--- BEGIN Material for the task ---

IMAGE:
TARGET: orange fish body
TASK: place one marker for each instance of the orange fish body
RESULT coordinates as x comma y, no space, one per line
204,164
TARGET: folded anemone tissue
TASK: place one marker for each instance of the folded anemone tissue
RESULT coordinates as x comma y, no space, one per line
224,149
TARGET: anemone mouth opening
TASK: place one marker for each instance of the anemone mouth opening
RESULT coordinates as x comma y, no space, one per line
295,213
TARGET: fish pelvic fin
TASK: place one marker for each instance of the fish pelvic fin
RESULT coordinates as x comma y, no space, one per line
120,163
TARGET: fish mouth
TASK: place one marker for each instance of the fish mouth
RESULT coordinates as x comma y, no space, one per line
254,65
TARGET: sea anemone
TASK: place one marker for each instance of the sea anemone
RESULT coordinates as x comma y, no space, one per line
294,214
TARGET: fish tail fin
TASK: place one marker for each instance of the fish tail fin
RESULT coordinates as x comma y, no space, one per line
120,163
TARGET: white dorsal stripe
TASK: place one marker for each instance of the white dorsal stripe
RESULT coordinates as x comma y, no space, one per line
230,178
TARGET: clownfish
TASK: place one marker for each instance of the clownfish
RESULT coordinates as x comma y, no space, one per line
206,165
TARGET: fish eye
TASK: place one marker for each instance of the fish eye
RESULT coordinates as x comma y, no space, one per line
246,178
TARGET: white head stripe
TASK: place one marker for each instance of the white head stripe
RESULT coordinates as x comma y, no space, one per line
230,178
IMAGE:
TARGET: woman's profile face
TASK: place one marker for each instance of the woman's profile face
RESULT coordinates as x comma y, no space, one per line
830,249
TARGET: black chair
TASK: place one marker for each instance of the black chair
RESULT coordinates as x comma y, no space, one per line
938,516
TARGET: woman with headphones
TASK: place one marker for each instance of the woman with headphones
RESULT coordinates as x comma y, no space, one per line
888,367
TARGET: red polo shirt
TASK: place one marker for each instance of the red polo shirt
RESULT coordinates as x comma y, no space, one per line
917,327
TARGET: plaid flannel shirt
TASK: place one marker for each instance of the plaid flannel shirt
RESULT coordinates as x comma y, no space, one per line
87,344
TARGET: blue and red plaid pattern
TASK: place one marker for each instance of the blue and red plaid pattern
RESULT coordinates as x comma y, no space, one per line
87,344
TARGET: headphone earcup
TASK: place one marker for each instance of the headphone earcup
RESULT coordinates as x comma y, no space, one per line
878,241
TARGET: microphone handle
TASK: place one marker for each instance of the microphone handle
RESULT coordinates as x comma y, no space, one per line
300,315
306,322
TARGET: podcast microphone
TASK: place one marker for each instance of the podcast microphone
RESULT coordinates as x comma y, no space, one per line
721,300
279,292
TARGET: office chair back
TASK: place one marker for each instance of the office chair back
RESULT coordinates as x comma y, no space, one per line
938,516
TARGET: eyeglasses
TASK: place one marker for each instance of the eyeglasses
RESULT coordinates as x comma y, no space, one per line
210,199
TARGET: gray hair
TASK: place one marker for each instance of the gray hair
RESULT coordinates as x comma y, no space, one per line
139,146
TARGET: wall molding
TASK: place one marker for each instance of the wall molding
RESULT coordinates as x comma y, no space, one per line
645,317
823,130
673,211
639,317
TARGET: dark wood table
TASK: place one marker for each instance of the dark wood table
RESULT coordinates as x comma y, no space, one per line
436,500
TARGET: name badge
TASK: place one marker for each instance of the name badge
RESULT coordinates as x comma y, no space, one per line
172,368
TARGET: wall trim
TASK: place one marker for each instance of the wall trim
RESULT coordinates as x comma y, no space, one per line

--- END Material for the task ---

Objective: Transcribe every one of the lines above word for word, with no changes.

Reply:
IMAGE:
TARGET: orange fish body
TASK: place one marker for each instance of the orange fish body
RESULT coordinates as x comma y, no space, one per line
204,164
TARGET: folded anemone tissue
TASK: place one marker for each instance of the folded anemone tissue
RESULT coordinates as x comma y, no space, one per line
224,149
TARGET: anemone mouth opening
TASK: place one marker for each instance of the anemone mouth opening
RESULT coordinates as x comma y, no space, one per line
295,213
TARGET: fish pelvic fin
TASK: place one marker for each instance of the fish pelvic fin
RESULT coordinates as x comma y, no space, one per line
120,163
TARGET: fish mouth
TASK: place one marker for each instance of the fish mouth
RESULT coordinates as x comma y, no space, one per line
254,65
TARGET: sea anemone
TASK: place one marker for each instance of the sea anemone
RESULT coordinates as x comma y, no space, one per line
294,214
TARGET: fish tail fin
TASK: place one marker for each instance of the fish tail fin
RESULT coordinates as x comma y, no space, one per line
120,163
TARGET: white dorsal stripe
TASK: place one marker for each instance of the white dorsal stripe
RESULT coordinates as x comma y, no space, one per line
230,178
TARGET: clownfish
TASK: place one marker for each instance of the clownfish
RESULT coordinates as x comma y, no space, one per line
206,165
TARGET: fish eye
TASK: place one marker for each instance of the fish eye
RESULT coordinates as x comma y, no space, one per line
246,178
TARGET: white head stripe
TASK: place one marker for each instance of the white head stripe
RESULT coordinates as x comma y, no space, one per line
230,178
IMAGE:
TARGET: woman's profile face
TASK: place one marker for each instance of the woman's profile face
RESULT coordinates as x comma y, no space, one per line
830,249
TARGET: black chair
TASK: place one marker for each instance of the black chair
RESULT coordinates as x comma y, no space, one per line
938,516
TARGET: woman with headphones
TASK: place one marker for each instance of the woman with headphones
RESULT coordinates as x comma y, no space, one per line
888,367
TARGET: red polo shirt
TASK: place one marker for each instance of the red polo shirt
RESULT coordinates as x comma y, no space, one per line
917,327
TARGET: plaid flannel shirt
TASK: place one marker for each instance of the plaid flannel shirt
RESULT coordinates as x comma y, no space, one per line
87,344
TARGET: blue and red plaid pattern
TASK: place one marker for each instance of the blue and red plaid pattern
RESULT coordinates as x comma y, no space, one per line
87,344
TARGET: headphone earcup
TASK: place one marker for each instance of the headphone earcup
RESULT coordinates as x comma y, no space, one per line
878,241
TARGET: microphone handle
TASK: place one marker for each instance of the microphone handle
RESULT coordinates as x comma y, no space, one per line
300,315
306,322
TARGET: podcast microphone
TASK: place one marker for each instance of the podcast microphone
RESULT coordinates as x comma y, no space, one per line
721,300
279,292
TARGET: office chair back
TASK: place one marker for each instance of the office chair back
RESULT coordinates as x comma y, no space, one per line
938,516
TARGET: eyeglasses
TASK: place one marker for each instance of the eyeglasses
RESULT coordinates as x comma y, no space, one per line
210,199
TARGET: gray hair
TASK: place one marker for each instance of the gray hair
RESULT coordinates as x comma y, no space, one per line
139,146
TARGET: wall molding
TASK: place one marker for each instance of the wall molding
RESULT coordinates as x comma y, no space, one per line
645,317
823,130
673,211
639,317
TARGET: dark wood table
TASK: place one marker for each instance of the dark wood table
RESULT coordinates as x comma y, no space, one per line
436,500
TARGET: name badge
TASK: place one marker for each instance of the name badge
RESULT coordinates as x comma y, no space, one per line
172,368
TARGET: wall trim
TASK: place one marker for each instance of the wall trim
RESULT coordinates as x comma y, no space, one per line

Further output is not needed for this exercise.